Source text |
###
Workload Management We performed manual interventions to allow critical applications to continue running without requiring calls to failing AWS APIs, enabling some services to maintain partial functionality during the outage.
Task Queue Failover Our TQ2 system’s automatic failover mechanism successfully redirected millions of background tasks to our Kafka backup system, preserving task data during the SQS outage and enabling recovery once AWS services were restored.
What We’re Doing to Improve
Enhanced Incident Response Procedures We’re documenting and automating our defensive procedures that were executed manually during this incident. This includes automated deployment freezing, infrastructure scaling controls, and recovery procedures. These runbooks will ensure any engineer can execute critical defensive measures within minutes rather than requiring specific expertise.
Vendor Diversification We’re exploring vendor diversification strategies across our stack to reduce dependency on any single provider. This includes evaluating alternative providers and building abstraction layers that enable automatic failover when vendors experience regional failures.
Advanced Monitoring and Early Warning Systems We’re improving monitoring around critical cloud provider APIs and dependencies to detect failures before they impact production workloads and identify degradation patterns early.
Improved Task Queue Recovery The TQ2 failover consumer is being converted from synchronous to asynchronous processing to significantly increase throughput. We’re also migrating the failover topic to a dedicated infrastructure with substantially increased capacity to enable massive parallel processing during recovery scenarios.
Expanded Chaos Engineering We’re expanding our existing chaos engineering program to include more comprehensive AWS service failure scenarios. These exercises will validate our runbooks, train our teams, and identify weaknesses before they impact customers.
###
Extracted information |
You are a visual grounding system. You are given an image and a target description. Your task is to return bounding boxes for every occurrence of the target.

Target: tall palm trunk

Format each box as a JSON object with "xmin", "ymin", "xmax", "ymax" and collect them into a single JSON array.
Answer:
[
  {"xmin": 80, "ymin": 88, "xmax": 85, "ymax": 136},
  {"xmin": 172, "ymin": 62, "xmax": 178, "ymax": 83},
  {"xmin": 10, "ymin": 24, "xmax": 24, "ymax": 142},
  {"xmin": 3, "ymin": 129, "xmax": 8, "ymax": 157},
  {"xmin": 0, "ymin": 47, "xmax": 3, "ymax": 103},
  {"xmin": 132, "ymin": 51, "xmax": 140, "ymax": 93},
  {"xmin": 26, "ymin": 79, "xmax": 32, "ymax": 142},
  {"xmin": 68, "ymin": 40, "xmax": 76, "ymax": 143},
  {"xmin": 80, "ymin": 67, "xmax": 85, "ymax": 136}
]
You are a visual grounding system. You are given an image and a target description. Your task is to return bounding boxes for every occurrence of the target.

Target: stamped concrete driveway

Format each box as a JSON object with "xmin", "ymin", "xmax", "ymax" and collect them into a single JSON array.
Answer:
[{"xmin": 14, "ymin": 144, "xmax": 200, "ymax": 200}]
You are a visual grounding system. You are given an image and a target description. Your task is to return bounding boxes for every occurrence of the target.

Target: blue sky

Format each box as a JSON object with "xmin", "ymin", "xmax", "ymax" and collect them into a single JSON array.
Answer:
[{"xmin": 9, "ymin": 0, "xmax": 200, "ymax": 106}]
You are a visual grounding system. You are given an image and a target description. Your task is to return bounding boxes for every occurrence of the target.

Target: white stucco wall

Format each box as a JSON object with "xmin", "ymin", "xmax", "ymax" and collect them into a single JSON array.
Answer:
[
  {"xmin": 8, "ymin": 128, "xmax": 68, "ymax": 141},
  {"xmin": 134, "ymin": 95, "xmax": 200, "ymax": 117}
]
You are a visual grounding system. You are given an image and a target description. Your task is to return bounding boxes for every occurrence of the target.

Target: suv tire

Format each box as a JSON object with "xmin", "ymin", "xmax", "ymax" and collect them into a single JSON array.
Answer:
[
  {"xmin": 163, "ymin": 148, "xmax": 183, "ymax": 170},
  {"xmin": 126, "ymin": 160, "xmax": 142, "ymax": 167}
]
###
Problem description | Carry on the AWS outage write-up from the point where it stops. The records have no part in this.

Exercise result |
Customer Communication Improvements We’re improving error messages to be more timely and informative when service issues occur. Additionally, we’re implementing automatic in-app banners that activate when critical dependencies fail, ensuring customers have clear visibility into major service disruptions.
Our Commitment to Reliability
While cloud provider outages of this magnitude are rare, we recognize that our customers depend on HubSpot for mission-critical business operations. This incident has catalyzed a comprehensive reliability initiative spanning infrastructure, architecture, and operational improvements.
We’re investing in building anti-fragile systems - systems that not only withstand failures, but also improve from stress testing. Through vendor diversification, architectural evolution, and rigorous failure testing, we’re working to ensure that future cloud provider incidents have minimal impact on your business operations.
Thank you for your patience and continued trust in HubSpot. We’re committed to maintaining that trust through continuous improvement of our platform’s reliability and resilience.